> The problem
Copy exactly the run of lines that begins at the line with "of the bare" and ends at the final line of the entries.

> Provided data
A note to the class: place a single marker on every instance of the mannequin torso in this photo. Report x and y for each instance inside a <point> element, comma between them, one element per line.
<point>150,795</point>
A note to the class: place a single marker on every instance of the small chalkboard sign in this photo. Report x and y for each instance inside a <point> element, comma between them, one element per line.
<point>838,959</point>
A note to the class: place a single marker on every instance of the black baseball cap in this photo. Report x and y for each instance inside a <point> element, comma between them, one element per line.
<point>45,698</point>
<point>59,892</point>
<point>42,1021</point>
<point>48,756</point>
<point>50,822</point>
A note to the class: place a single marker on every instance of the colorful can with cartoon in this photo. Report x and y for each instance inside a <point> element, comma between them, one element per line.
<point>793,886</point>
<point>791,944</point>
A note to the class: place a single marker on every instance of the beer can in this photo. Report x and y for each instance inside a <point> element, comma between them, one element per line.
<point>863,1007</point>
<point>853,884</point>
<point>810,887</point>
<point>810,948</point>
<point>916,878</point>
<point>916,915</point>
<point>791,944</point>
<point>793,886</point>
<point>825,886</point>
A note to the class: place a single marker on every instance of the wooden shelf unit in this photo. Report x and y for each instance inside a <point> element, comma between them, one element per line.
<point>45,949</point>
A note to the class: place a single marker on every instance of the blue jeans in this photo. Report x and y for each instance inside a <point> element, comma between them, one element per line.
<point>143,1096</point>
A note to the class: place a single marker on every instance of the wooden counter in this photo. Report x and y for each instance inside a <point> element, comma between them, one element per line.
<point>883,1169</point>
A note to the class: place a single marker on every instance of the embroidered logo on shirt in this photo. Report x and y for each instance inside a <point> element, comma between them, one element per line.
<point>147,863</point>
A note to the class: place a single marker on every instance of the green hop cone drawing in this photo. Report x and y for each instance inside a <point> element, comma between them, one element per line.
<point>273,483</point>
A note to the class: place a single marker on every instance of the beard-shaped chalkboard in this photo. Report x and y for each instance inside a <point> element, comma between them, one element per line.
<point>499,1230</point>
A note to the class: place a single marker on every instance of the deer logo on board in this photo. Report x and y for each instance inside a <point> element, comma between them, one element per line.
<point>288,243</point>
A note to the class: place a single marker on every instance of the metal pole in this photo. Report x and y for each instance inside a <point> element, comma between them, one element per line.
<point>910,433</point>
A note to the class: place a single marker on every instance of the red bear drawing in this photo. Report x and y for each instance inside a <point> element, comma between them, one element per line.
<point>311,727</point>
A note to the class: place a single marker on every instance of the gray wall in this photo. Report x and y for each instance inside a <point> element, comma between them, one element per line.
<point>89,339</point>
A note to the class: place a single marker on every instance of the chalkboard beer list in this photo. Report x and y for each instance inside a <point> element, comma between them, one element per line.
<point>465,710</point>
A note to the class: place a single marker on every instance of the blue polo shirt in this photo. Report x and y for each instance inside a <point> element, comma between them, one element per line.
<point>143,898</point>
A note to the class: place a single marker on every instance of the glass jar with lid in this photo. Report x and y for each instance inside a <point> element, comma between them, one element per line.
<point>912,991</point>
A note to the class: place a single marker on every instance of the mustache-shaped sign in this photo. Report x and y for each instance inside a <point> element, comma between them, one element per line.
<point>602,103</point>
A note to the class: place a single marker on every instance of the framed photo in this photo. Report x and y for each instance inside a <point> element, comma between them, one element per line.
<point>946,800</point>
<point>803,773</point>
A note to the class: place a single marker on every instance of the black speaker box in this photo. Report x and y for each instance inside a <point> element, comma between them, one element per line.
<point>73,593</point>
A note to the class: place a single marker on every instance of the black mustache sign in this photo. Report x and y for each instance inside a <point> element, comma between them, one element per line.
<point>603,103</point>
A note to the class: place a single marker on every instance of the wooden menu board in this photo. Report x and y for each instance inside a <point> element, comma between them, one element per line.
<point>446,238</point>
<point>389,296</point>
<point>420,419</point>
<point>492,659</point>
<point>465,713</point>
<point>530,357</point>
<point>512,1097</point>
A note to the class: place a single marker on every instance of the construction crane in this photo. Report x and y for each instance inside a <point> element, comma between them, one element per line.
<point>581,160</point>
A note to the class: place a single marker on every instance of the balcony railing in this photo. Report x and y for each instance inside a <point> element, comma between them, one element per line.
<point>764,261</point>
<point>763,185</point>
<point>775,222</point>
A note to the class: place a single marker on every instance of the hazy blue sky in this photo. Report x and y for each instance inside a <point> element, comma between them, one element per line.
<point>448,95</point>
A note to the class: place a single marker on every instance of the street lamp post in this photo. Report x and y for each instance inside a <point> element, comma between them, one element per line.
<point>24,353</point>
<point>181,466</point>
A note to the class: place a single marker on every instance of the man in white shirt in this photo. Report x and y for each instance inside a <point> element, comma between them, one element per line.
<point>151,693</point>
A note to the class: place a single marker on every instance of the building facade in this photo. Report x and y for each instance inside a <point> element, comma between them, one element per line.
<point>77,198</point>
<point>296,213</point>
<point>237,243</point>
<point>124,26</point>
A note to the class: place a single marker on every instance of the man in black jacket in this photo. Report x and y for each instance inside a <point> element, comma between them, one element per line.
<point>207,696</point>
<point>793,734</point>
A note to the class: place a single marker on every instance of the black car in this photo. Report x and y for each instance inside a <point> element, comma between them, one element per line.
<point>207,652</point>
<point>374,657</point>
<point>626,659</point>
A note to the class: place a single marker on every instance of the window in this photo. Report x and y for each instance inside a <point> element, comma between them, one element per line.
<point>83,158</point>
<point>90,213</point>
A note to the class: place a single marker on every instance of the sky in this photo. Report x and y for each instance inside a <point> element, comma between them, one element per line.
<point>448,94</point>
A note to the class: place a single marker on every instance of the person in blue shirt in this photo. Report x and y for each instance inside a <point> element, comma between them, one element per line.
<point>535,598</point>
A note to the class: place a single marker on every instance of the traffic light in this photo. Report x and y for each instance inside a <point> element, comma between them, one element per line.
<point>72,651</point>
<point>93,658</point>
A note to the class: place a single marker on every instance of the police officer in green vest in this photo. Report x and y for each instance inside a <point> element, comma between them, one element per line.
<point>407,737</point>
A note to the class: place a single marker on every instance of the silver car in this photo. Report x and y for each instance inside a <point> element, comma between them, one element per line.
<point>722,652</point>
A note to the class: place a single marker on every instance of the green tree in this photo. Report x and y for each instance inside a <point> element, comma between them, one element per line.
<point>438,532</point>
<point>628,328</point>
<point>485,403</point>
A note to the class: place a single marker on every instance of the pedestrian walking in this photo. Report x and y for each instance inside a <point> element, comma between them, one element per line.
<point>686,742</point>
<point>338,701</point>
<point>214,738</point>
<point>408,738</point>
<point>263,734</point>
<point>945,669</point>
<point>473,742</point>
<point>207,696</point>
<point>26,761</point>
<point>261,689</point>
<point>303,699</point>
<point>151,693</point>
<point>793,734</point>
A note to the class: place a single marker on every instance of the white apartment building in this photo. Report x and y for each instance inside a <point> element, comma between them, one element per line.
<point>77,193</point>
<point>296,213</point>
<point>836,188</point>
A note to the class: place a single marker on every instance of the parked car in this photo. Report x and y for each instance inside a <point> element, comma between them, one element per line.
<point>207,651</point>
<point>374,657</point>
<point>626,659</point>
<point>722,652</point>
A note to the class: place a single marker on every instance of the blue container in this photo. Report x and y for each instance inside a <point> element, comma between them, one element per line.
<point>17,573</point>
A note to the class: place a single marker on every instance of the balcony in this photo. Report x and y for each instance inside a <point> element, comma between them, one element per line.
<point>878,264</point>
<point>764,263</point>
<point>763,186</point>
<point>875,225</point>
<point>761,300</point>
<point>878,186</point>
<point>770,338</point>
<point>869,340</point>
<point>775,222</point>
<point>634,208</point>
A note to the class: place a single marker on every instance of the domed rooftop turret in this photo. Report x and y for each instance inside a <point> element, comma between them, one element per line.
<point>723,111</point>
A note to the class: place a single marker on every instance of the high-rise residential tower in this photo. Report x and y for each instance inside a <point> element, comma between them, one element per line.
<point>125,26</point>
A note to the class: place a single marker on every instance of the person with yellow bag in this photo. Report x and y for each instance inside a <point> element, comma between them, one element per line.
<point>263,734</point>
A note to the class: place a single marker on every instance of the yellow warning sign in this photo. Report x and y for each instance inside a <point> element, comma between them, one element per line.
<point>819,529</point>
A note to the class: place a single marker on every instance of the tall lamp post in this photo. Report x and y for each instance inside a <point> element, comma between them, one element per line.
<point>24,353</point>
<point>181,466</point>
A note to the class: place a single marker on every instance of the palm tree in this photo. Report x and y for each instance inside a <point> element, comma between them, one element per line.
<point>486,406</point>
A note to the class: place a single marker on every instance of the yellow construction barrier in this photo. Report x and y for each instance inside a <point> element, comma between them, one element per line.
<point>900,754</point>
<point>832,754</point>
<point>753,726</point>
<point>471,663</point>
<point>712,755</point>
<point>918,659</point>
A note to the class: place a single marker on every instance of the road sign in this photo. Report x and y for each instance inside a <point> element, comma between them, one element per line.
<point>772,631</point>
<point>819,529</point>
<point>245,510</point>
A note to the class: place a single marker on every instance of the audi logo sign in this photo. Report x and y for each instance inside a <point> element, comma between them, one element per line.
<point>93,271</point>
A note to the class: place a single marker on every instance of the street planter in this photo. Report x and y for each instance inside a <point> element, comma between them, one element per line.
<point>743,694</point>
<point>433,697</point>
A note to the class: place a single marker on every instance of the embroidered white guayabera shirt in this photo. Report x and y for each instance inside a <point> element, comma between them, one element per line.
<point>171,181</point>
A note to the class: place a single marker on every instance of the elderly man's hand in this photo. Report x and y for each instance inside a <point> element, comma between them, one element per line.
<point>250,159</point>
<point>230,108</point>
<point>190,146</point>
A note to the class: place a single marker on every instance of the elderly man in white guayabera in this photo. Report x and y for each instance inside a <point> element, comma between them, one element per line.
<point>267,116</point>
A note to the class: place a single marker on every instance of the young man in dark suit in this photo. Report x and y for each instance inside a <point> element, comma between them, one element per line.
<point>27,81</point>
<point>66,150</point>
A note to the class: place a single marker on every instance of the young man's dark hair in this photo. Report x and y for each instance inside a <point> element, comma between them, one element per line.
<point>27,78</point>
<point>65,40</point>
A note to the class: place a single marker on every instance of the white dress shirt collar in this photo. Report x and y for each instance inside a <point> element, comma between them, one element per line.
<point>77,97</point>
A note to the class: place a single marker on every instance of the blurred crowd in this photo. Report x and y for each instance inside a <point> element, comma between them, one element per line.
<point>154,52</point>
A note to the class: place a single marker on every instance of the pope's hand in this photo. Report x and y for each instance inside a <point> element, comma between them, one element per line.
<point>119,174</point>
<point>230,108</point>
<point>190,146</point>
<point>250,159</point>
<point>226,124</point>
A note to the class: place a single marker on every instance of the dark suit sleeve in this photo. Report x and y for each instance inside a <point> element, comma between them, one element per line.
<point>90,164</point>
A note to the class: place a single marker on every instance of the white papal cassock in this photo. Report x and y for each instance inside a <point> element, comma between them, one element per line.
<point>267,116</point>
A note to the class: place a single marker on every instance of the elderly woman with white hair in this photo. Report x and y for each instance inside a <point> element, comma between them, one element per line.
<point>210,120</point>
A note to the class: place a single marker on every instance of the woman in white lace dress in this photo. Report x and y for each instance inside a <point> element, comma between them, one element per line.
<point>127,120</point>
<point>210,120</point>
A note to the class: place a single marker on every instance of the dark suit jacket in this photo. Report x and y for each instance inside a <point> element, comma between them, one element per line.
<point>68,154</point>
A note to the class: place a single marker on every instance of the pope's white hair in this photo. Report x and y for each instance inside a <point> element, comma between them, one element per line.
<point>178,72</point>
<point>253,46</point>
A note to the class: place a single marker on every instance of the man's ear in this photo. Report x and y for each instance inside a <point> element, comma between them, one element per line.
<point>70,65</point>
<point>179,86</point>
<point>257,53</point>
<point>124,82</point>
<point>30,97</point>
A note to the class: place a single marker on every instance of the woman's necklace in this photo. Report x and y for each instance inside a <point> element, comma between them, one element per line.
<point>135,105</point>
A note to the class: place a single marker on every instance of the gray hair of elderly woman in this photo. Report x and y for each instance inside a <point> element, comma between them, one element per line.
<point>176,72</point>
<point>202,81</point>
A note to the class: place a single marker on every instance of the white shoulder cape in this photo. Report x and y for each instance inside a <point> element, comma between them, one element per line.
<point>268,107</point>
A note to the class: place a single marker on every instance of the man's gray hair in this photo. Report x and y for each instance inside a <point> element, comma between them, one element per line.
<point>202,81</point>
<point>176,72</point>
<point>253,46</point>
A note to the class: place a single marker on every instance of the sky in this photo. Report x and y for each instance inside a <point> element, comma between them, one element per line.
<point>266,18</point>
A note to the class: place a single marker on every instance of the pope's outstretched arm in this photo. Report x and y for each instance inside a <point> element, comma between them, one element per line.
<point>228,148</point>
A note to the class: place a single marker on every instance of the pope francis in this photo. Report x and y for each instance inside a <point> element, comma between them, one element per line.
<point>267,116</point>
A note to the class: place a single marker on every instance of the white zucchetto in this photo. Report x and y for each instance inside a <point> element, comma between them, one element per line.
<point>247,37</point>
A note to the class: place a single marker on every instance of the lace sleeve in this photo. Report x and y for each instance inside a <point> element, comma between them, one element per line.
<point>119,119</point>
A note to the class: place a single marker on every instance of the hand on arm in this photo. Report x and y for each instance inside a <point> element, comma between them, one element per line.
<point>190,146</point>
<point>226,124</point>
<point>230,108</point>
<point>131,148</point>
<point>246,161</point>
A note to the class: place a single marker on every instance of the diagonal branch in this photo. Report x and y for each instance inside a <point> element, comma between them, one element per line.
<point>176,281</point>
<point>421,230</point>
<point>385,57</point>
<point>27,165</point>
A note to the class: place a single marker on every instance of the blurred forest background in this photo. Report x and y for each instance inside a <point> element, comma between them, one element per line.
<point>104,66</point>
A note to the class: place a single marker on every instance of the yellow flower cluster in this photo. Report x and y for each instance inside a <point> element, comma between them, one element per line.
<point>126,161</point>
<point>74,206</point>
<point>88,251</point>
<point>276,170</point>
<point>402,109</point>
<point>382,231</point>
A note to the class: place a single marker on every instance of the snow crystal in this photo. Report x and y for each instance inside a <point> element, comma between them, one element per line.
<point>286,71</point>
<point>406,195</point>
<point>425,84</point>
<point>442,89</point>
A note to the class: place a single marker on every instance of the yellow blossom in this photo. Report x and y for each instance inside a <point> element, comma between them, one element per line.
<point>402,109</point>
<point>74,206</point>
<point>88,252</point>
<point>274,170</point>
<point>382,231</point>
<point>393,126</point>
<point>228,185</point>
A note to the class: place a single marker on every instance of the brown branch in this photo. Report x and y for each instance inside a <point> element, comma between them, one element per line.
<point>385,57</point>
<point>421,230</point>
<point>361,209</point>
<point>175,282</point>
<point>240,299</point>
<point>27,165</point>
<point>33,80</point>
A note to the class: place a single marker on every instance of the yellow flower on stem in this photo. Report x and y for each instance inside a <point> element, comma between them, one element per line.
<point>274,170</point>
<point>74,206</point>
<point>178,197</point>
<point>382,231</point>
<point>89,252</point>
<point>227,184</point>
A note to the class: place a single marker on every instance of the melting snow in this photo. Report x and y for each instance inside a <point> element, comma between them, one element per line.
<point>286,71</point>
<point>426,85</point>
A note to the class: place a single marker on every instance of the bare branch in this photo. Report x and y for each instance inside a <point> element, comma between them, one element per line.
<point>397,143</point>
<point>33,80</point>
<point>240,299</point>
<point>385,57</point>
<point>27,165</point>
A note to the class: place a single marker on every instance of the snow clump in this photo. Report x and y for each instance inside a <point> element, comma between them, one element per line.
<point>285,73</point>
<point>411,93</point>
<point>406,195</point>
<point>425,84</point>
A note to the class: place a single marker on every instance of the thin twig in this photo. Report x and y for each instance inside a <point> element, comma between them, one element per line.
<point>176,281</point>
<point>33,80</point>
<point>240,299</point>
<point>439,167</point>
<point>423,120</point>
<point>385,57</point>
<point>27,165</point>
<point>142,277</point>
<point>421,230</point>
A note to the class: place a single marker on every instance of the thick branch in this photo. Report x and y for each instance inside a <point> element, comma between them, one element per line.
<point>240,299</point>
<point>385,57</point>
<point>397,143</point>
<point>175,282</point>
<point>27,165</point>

> Response to the task
A note to the class: place a single marker on every instance of the bare branch in this photo. Report x and y for each instance inside a <point> element, comma between them, one element per line.
<point>397,143</point>
<point>33,80</point>
<point>240,299</point>
<point>385,57</point>
<point>27,165</point>
A note to the class: place a single marker on every instance of the snow clump in this photo. Report x and y for each instance inside a <point> element, comma between them, one element per line.
<point>285,73</point>
<point>411,93</point>
<point>406,195</point>
<point>425,84</point>
A note to the class: place a single marker on every instance of the thin twig in this photo. Report x and y for each instance inside a <point> element, comma between them, one element per line.
<point>176,281</point>
<point>33,80</point>
<point>240,299</point>
<point>439,167</point>
<point>423,120</point>
<point>385,57</point>
<point>27,165</point>
<point>142,277</point>
<point>421,230</point>
A note to the class: place a single marker on every instance of the thick branch in this photo. Report x and y for each instance inside a <point> element, comma between them, one element per line.
<point>240,299</point>
<point>385,57</point>
<point>397,143</point>
<point>175,282</point>
<point>27,165</point>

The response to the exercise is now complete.